Suara.com - Demam tifoid masih menjadi masalah kesehatan global, terutama di negara berkembang. Pada anak, demam tifoid bisa disertai komplikasi bahkan bisa menyebabkan kematian.
Data Strategic Advisory Group of Experts di Afrika, Asia, dan Amerika mencatat di antara kasus demam tifoid pada anak usia 0-5 tahun, hampir 30 persen di antaranya anak usia kurang dari 2 tahun.
Bahkan juga ditemukan 2,9 persen pada bayi usia kurang dari 6 bulan. Kata dokter spesialis anak dr. Bernie Endyarni Medise, SpA(K), MPH, negara Asia seperti India dan Pakistan memiliki insiden kasus tifoid yang tinggi hingga lebih dari 100 per 100.000 kasus setiap tahun.
Ia melanjutkan, Indonesia termasuk negara yang memiliki kasus demam tifoid pada anak yang tinggi dengan insiden pada anak usia 2 sampai 4 tahun mencapai 148,7 per 100.000 dan anak usia 5 hingga 15 tahun sebanyak 180,3 per 100.000 setiap tahun.
Baca Juga: Peneliti FKUI: Vaksin Vi-DT Lindungi Bayi & Anak dari Demam Tifoid
Menurutnya, virus Salmonella Typhi menjadi penyebab 60–80 persen kasus tifoid pada manusia. Ia juga menyinggung mengenai kebersihan sanitasi lingkungan rumah.
"Kasus demam tifoid berhubungan dengan pola hidup dan sanitasi di rumah. Memperkuat pentingnya tindakan pencegahan dengan pendekatan pola hidup bersih dan sehat, penyediaan air bersih, dan jamban," ujarnya.
Namun diakui Bernie, tindakan pencegahan itu masih jadi kendala dilakukan bagi negara berkembang. Karenanya, pemberian vaksin tifoid pada anak sangat penting dalam upaya pencegahan demam tifoid, termasuk juga pada anak usia kurang dari 24 bulan.
"Demam tifoid pada usia kurang dari 24 bulan sering menyebabkan kematian dan resistensi obat ganda," tutup Bernie saat siaran ujian promosi doktor yang disiarkan virtual Fakultas Kedokteran Universitas Indonesia, Kamis (7/1/2021).

##########

- _TUGAS ANDA_
Tolong tuliskan bagian artikel tentang demam tifoid di atas dari "Data Strategic Advisory" sampai "kasus setiap tahun.", kedua ujungnya ikut disertakan, tanpa mengubah satu kata pun. Baris-baris data merupakan bahan tersendiri yang tidak berkaitan dengan artikel ini.

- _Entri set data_
##########

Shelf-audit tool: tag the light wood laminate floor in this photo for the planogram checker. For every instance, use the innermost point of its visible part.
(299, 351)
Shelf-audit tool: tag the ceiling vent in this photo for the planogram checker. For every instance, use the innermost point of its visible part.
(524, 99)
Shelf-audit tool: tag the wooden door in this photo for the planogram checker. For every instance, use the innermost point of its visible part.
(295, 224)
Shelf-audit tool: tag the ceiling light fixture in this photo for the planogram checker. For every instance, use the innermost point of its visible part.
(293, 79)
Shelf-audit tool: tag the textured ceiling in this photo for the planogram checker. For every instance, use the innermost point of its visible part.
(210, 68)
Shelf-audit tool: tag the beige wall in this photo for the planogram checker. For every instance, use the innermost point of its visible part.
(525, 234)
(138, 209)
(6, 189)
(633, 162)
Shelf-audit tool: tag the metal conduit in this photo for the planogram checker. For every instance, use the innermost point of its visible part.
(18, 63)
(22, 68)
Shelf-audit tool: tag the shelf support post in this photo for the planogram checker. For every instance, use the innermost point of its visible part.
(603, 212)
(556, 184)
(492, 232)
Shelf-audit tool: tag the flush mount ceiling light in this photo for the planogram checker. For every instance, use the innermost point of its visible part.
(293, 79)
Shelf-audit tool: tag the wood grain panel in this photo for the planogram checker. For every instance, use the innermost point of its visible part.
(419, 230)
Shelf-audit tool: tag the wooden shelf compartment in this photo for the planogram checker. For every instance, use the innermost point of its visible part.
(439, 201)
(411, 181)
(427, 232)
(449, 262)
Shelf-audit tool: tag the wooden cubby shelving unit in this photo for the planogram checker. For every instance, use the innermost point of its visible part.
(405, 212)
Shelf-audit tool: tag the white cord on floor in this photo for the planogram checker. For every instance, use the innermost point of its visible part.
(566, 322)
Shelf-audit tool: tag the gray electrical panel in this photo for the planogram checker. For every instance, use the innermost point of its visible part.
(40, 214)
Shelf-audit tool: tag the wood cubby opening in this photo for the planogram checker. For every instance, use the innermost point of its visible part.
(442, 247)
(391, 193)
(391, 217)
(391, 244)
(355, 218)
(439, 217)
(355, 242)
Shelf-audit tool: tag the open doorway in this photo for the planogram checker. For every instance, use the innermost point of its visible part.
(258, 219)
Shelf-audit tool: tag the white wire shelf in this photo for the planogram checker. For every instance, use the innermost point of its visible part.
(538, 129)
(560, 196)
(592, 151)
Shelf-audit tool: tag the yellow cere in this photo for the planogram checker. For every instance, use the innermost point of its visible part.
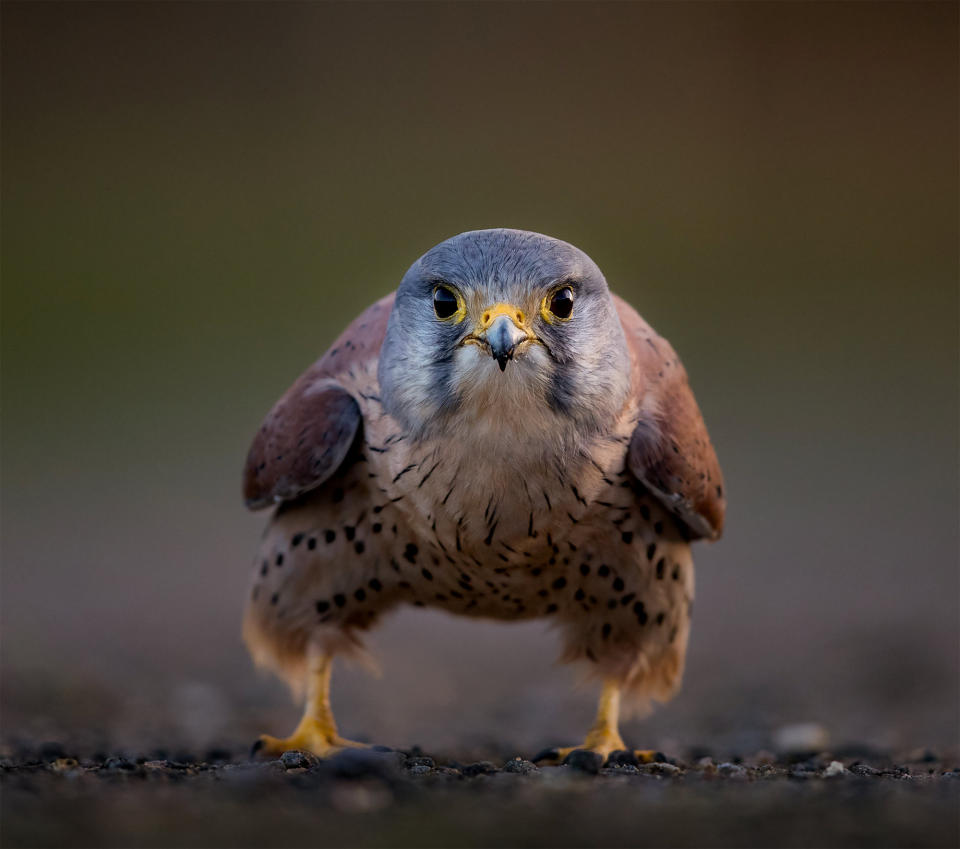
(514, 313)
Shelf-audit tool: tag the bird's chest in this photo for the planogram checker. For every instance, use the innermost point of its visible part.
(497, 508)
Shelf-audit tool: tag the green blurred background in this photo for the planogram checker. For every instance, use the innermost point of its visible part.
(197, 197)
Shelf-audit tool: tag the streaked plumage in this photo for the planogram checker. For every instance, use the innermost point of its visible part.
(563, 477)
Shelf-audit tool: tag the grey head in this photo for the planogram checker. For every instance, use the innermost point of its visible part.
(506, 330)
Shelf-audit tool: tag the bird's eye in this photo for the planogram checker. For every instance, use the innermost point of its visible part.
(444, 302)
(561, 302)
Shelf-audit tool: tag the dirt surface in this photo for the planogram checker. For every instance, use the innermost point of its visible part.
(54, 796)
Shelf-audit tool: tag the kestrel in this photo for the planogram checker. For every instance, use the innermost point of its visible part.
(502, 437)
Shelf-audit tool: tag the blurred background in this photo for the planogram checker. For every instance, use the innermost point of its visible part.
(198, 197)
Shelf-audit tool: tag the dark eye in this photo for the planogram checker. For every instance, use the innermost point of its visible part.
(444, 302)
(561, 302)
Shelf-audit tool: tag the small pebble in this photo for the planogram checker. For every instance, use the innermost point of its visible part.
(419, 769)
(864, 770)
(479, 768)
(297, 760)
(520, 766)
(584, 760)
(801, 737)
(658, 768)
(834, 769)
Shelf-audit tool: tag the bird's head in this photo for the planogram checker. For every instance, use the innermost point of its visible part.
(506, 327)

##########

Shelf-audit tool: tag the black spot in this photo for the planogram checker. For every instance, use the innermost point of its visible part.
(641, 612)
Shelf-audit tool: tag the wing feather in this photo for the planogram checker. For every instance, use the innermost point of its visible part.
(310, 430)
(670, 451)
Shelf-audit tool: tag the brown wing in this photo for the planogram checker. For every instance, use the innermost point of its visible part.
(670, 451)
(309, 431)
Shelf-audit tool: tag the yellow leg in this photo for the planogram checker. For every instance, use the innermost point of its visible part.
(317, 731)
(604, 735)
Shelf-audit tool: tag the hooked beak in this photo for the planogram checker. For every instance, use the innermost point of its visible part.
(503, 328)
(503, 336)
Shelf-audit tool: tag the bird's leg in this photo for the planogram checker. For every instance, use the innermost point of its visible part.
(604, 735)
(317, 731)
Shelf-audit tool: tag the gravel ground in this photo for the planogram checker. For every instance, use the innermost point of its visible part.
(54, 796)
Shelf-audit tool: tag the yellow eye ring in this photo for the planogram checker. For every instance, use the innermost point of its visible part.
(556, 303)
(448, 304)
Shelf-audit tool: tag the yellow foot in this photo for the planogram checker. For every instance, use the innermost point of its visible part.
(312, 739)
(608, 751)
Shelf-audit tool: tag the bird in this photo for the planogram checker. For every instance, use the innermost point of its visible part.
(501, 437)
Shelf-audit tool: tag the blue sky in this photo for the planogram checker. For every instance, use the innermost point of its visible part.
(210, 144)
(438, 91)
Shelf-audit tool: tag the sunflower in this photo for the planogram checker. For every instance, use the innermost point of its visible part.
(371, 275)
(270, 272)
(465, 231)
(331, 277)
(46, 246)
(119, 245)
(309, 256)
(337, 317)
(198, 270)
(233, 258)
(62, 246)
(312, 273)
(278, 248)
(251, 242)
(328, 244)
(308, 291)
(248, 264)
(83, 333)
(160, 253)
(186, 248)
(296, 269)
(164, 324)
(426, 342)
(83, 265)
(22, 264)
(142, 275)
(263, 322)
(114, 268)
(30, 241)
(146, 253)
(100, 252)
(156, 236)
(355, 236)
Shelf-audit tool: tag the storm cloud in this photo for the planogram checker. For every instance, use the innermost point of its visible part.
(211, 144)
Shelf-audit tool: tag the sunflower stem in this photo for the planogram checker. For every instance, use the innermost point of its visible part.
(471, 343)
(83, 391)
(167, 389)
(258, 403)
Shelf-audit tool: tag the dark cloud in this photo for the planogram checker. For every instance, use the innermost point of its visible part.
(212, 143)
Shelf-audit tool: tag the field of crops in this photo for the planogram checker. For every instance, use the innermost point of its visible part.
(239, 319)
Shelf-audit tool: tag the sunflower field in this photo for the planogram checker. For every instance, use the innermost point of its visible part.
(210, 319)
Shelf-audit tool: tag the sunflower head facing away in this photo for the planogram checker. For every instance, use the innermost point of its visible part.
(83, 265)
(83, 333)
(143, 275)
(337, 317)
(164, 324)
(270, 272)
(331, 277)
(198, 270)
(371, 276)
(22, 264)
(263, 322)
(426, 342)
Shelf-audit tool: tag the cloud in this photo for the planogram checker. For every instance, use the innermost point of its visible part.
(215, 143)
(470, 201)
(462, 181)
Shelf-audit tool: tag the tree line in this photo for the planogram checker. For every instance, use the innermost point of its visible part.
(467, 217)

##########

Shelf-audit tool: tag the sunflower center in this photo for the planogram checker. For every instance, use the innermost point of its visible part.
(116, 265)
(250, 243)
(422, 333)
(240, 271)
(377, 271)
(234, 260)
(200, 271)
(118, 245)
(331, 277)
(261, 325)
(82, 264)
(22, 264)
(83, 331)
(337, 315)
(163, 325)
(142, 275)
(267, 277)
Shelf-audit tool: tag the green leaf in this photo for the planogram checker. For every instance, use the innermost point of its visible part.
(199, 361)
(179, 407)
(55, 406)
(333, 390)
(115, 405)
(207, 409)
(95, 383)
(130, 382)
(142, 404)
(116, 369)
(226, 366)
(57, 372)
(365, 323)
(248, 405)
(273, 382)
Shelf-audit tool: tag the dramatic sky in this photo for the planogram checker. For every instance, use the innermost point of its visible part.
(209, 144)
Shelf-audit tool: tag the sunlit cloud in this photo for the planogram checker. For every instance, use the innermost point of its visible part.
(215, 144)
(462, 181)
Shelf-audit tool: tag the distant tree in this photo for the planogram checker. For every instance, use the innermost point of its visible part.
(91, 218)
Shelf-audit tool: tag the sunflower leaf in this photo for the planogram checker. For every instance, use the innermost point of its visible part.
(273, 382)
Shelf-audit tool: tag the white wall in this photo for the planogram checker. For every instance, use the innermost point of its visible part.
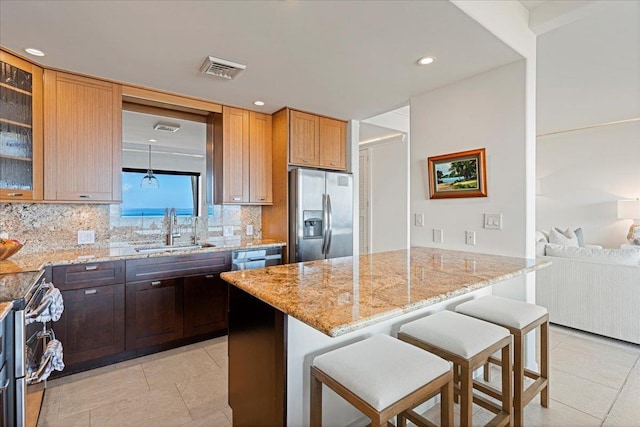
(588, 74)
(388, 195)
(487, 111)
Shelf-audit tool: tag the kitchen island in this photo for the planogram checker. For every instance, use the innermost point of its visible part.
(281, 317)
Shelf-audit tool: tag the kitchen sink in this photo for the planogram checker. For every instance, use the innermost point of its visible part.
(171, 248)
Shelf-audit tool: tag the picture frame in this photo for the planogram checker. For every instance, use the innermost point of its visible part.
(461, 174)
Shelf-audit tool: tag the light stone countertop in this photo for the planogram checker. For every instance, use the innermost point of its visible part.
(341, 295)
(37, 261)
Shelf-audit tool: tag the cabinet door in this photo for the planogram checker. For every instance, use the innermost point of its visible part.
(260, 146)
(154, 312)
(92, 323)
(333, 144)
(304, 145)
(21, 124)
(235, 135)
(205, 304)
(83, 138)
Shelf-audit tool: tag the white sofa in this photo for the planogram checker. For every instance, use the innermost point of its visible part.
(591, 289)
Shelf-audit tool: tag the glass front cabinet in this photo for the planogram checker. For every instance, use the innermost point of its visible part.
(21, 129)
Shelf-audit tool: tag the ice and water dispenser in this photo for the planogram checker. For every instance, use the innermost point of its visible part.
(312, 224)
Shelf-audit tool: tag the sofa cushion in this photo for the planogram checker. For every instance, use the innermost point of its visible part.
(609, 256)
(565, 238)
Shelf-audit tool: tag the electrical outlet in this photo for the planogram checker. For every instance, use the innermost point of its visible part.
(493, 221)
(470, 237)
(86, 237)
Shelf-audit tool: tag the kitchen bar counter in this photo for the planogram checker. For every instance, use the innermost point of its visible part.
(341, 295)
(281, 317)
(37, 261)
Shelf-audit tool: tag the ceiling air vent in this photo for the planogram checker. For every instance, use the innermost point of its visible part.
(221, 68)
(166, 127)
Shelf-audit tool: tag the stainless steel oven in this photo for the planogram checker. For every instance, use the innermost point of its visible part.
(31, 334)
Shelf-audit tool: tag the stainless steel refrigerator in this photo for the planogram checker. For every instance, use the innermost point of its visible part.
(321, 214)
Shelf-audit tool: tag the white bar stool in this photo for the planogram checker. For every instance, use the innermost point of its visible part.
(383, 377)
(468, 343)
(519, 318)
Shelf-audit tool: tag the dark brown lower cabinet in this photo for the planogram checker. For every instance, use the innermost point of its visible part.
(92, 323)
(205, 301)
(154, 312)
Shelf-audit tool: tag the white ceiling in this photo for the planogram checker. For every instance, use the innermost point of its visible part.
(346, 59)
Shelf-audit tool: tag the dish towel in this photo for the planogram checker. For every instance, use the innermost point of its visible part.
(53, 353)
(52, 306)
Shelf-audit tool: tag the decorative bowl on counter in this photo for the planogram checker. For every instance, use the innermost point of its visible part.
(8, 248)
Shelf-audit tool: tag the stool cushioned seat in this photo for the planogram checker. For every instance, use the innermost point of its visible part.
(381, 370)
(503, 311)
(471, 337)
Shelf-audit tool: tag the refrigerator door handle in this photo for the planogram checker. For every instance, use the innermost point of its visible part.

##########

- _HASIL TUGAS_
Data Strategic Advisory Group of Experts di Afrika, Asia, dan Amerika mencatat di antara kasus demam tifoid pada anak usia 0-5 tahun, hampir 30 persen di antaranya anak usia kurang dari 2 tahun.
Bahkan juga ditemukan 2,9 persen pada bayi usia kurang dari 6 bulan. Kata dokter spesialis anak dr. Bernie Endyarni Medise, SpA(K), MPH, negara Asia seperti India dan Pakistan memiliki insiden kasus tifoid yang tinggi hingga lebih dari 100 per 100.000 kasus setiap tahun.